Textauszug —
*****

Bild: Nein, sie wird nicht verheiratet: Mädchen in Riad in traditioneller Fest…
RIAD taz | Sogar im konservativen Saudi-Arabien hat der Fall des
Unaiza-Mädchens – so genannt nach ihrer Heimatstadt im Norden des Landes –
für Schlagzeilen gesorgt. Das Mädchen war damals erst acht Jahre alt und
wurde gegen seinen Willen und den seiner Mutter an einen 47-jährigen Mann
verheiratet. Einem lokalen Journalisten sagte das Mädchen: "Rette mich!"
Aber die Ehe war geschlossen, und der Vater hatte einen Brautpreis von
umgerechnet fast 20.000 Euro für sie erhalten. Bei derartigen Fällen geht
es meist um finanzielle Interessen des Mannes. Minderjährige Jungen
betrifft diese Praxis nicht.

*****

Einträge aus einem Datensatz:
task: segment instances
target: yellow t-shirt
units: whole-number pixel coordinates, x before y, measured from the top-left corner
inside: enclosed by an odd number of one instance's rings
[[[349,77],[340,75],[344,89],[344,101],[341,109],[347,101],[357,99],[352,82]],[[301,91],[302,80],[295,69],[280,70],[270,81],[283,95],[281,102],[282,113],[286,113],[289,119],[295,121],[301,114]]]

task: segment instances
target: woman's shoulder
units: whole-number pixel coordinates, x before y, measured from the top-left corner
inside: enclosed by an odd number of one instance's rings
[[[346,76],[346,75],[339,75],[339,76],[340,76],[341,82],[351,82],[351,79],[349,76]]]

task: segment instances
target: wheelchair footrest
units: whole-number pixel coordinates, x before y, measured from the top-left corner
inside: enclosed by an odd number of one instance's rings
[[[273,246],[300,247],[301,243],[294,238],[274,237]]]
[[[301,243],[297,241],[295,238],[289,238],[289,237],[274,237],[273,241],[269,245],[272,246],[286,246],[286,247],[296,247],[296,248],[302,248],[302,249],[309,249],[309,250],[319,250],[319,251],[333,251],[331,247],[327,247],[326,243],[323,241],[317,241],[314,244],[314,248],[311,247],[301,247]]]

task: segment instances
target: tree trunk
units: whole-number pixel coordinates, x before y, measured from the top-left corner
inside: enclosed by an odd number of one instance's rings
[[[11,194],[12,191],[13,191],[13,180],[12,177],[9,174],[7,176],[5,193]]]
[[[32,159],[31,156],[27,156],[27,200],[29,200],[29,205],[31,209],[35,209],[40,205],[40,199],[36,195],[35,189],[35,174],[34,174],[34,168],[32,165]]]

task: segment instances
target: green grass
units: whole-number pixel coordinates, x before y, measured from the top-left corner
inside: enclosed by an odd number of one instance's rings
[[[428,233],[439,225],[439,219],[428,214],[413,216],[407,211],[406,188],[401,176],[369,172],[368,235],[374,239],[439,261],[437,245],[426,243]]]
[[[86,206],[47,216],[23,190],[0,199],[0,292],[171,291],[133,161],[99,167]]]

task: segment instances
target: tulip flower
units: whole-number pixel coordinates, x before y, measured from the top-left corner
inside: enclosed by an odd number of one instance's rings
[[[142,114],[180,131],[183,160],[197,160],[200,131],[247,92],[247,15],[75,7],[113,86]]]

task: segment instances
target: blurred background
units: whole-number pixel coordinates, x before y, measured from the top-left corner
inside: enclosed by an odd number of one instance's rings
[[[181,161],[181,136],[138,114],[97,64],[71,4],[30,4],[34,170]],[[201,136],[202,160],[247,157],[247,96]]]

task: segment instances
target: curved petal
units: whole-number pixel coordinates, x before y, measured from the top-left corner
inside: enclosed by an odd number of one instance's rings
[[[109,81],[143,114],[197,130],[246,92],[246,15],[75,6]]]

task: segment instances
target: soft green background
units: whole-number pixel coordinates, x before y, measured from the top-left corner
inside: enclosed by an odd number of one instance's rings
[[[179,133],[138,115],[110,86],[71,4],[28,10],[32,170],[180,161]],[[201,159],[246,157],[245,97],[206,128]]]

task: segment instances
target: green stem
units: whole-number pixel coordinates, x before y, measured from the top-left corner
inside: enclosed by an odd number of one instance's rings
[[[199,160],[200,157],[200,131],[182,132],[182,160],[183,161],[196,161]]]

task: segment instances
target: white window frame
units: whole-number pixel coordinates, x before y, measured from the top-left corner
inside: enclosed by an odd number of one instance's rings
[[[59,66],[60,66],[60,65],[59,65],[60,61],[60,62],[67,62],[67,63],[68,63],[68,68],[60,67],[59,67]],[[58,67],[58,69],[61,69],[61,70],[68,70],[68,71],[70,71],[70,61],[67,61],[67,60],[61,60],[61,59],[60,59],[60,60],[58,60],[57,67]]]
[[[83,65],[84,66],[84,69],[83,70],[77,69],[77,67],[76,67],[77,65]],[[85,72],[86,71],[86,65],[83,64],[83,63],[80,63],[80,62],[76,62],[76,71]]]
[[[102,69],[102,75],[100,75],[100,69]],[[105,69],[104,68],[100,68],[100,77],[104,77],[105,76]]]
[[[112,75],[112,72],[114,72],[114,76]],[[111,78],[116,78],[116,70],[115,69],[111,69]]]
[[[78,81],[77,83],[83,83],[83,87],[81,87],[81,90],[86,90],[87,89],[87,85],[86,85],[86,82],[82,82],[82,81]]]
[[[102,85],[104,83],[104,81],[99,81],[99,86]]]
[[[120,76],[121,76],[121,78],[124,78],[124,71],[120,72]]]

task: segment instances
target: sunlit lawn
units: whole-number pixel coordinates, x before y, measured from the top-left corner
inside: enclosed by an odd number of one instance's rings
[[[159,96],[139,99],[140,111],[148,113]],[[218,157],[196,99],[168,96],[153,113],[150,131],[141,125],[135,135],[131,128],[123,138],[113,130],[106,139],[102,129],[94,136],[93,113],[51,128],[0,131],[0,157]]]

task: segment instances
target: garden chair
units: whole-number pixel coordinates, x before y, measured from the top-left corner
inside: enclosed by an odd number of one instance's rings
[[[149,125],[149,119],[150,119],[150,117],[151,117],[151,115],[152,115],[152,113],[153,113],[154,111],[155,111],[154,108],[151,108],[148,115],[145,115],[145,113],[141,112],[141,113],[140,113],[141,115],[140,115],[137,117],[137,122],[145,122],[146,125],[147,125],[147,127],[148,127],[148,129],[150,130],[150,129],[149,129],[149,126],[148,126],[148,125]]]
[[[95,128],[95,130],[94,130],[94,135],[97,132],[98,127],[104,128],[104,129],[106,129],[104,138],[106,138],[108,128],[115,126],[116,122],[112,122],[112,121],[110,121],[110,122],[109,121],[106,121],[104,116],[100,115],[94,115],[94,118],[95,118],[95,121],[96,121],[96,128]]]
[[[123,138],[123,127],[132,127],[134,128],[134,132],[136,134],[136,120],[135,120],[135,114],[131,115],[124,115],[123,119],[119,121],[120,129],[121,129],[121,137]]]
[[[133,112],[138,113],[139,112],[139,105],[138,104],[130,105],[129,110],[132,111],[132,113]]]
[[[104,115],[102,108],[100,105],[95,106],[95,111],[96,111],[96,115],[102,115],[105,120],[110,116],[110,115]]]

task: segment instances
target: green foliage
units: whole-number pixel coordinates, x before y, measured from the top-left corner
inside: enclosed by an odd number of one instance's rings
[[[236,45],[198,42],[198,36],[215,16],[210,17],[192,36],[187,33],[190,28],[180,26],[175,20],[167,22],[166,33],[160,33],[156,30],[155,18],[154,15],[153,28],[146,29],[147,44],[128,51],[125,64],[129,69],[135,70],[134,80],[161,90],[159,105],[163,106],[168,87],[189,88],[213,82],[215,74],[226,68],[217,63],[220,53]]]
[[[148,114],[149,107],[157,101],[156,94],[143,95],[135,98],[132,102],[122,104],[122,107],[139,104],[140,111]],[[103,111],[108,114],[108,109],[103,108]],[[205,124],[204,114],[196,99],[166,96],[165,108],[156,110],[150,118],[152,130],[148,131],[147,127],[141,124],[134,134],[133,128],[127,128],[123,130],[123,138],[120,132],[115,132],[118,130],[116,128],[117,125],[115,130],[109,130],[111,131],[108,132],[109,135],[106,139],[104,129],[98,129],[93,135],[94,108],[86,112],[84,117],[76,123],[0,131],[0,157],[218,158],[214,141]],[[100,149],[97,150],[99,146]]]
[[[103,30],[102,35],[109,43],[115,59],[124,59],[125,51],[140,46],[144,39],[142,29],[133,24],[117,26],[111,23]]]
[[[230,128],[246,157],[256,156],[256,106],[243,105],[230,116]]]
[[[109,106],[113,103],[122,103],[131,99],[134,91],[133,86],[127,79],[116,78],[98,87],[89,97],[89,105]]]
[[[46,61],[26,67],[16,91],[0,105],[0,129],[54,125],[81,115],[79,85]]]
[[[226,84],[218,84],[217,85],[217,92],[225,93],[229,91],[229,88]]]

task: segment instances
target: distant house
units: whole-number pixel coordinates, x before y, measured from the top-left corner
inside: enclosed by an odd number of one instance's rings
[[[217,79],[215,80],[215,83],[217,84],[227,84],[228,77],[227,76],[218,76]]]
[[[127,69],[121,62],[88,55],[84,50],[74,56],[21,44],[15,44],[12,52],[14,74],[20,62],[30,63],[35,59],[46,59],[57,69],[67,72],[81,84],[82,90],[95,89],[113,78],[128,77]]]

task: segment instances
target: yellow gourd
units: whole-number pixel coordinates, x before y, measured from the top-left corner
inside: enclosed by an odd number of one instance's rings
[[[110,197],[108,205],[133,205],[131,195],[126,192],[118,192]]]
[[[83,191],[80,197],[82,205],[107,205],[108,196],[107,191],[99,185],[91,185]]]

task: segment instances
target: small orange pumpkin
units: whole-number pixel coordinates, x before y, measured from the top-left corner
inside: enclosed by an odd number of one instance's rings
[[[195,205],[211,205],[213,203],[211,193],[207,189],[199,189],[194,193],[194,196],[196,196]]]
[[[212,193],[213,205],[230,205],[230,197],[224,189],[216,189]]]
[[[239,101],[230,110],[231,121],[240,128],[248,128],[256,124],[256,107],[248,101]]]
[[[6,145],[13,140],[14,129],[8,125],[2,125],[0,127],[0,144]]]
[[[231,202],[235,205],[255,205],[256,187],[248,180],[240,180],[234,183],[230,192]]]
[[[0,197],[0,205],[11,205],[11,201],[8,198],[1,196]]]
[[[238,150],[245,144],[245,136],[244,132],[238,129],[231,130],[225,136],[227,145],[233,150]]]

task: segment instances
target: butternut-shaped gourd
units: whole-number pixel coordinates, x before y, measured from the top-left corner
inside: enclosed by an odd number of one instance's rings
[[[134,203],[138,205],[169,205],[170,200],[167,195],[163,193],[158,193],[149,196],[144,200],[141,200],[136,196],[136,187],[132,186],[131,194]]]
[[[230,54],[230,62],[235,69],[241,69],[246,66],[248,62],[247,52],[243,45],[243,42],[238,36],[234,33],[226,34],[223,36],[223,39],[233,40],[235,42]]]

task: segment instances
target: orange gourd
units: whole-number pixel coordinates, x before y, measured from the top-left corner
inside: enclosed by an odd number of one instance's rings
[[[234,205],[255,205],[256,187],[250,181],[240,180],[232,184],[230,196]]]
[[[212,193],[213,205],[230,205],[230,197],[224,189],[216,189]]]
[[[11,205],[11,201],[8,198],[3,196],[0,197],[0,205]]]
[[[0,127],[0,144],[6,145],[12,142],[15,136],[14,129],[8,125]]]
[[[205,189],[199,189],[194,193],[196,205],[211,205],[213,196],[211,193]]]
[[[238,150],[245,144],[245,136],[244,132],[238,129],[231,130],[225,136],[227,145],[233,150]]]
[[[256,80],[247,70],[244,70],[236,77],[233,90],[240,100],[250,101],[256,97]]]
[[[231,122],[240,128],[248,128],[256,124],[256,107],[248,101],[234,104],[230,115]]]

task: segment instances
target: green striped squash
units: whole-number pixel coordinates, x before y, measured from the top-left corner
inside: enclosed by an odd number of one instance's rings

*****

Aufgaben —
1: Bitte nenne alle Zahlenangaben, die im Textauszug vorkommen.
2: Wähle jede Zeile aus, die das Wort „yellow“ enthält, und gib sie vollständig wieder.
Der Textauszug und die Zeilen sind voneinander unabhängiges Material.

Lösungen —
1: acht (Jahre alt), 47 (47-jährig), 20.000 (fast 20.000 Euro)

2:
target: yellow t-shirt
target: yellow gourd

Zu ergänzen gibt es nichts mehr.